* Texte fourni
* * * *

De l'Ecole polytechnique féminine à l'EPF école d'ingénieures

1925-2005, 80 ans d'histoire

Maryse Barbance- De l'Ecole polytechnique féminine à l'EPF école d'ingénieures


17 novembre 2005

En 1925, quand Marie-Louise Paris fonde l'Institut électromécanique féminin, elle fait partie des pionnières. Pionnière par sa formation, car elle est ingénieure diplômée de l'Institut électrotechnique de Grenoble, et pionnière dans sa volonté de créer une école supérieure pour les filles. Pourquoi ne choisit-elle pas simplement d'exercer son métier d'ingénieur ? Pourquoi ne se dit-elle pas que les jeunes Françaises emprunteront la même voie qu'elle, celle des grandes écoles de garçons qui ont commencé à devenir mixtes du fait des besoins suscités par la guerre ? Pourquoi tient-elle à créer une école polytechnique à l'intention des filles ?

* * * *

* Données fournies

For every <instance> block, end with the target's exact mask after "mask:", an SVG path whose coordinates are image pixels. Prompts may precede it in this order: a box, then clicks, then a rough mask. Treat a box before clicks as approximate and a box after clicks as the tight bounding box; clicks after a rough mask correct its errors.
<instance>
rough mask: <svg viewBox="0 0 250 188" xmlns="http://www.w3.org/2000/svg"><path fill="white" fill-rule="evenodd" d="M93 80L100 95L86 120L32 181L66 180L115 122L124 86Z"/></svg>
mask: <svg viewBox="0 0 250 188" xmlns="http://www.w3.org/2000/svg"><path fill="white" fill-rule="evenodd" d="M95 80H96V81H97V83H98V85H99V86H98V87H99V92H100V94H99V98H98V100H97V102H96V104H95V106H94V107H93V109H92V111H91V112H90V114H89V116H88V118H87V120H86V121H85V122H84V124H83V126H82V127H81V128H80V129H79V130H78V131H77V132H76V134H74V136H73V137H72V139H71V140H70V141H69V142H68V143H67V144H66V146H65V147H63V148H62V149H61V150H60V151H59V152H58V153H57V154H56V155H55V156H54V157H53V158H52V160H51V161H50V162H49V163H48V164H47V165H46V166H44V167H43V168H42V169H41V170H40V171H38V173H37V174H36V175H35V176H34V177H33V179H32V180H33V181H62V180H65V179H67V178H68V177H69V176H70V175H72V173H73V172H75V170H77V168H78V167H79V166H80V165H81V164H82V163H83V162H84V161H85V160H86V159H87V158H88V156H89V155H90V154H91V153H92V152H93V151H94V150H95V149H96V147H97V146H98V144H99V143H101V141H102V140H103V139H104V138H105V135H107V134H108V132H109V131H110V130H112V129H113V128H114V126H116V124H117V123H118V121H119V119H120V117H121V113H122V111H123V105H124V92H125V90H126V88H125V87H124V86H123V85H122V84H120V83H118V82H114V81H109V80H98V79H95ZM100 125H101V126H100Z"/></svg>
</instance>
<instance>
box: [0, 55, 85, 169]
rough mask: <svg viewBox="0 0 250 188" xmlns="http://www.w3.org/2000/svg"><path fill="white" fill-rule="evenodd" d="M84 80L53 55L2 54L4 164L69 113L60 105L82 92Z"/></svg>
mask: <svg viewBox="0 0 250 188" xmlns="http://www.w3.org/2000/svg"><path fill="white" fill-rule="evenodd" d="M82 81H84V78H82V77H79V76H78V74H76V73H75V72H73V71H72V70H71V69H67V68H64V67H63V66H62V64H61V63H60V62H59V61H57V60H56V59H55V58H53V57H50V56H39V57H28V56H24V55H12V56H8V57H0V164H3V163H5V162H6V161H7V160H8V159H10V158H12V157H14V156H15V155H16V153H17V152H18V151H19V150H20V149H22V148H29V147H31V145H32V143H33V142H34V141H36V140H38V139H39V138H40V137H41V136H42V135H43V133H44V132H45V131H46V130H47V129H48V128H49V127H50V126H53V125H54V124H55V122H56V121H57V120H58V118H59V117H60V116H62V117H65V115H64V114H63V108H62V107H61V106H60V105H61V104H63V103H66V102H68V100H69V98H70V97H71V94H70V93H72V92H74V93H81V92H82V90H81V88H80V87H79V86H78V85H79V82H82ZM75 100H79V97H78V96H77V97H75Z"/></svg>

* * * *

* Consigne A
D'après le texte sur l'histoire de l'EPF, pour quelle raison Marie-Louise Paris est-elle qualifiée de pionnière « par sa formation » ? Répondez en une à trois phrases.
* Consigne B
Reprenez le texte sur l'histoire de l'EPF à la suite de sa dernière phrase et poursuivez-le.

* Réponse A
Marie-Louise Paris est une pionnière par sa formation parce qu'elle est ingénieure diplômée de l'Institut électrotechnique de Grenoble.

* Réponse B
L'histoire de l'École polytechnique féminine, qui succède à l'Institut électromécanique féminin en 1933, est longue, complexe, passionnante. Elle va se poursuivre sous la direction de Marie-Louise Paris jusqu'en 1969, puis de Maurice Berthaume, professeur d'aéronautique qui la seconde depuis les débuts. Menaces d'éviction, manque de fonds, risques de délocalisation, l'école a probablement connu tous les dangers jusqu'à ce que Colette Kreder la remette sur pied à compter de 1980 et qu'Alain Oeneveau prenne la relève en 1994. La vie de l'École polytechnique féminine, c'est également le reflet de l'évolution de la société française, de ses mentalités et de ses pratiques, ainsi que des avancées techniques et scientifiques sans précédent qui ont jalonné le 20e siècle (aéronautique, informatique et électronique, nucléaire...) et, puisqu'il s'est longtemps agi d'une école de filles, une partie de l'histoire des femmes ingénieurs dont l'école forma la majorité jusqu'à la fin des années 50.

C'est sur cette trame aux fils multiples que l'École polytechnique féminine, finalement devenue l'"EPF école d'ingénieurs" à la suite de son passage à la mixité en 1994, a écrit son histoire, une histoire que raconte Maryse Barbance avec rigueur et sensibilité à partir de documents d'archives, de données scientifiques et statistiques, mais aussi des témoignages particulièrement vivants d'ingénieurs EPF de toutes les générations et des personnalités qui se sont impliquées dans la vie de l'école.